TASK BRIEF:
Output all entries verbatim. Skip pictures.

-------- EXTRACTED ENTRIES

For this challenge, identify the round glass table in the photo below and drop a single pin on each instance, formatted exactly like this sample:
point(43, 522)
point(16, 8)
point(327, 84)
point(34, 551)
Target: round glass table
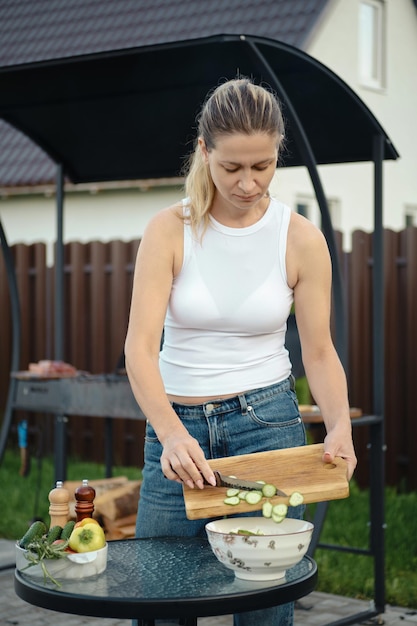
point(147, 579)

----------------

FINISHED ANSWER:
For this challenge, identify the round glass table in the photo below and drop a single pin on each instance, formatted exactly like this sample:
point(43, 522)
point(16, 8)
point(327, 84)
point(34, 551)
Target: round glass table
point(147, 579)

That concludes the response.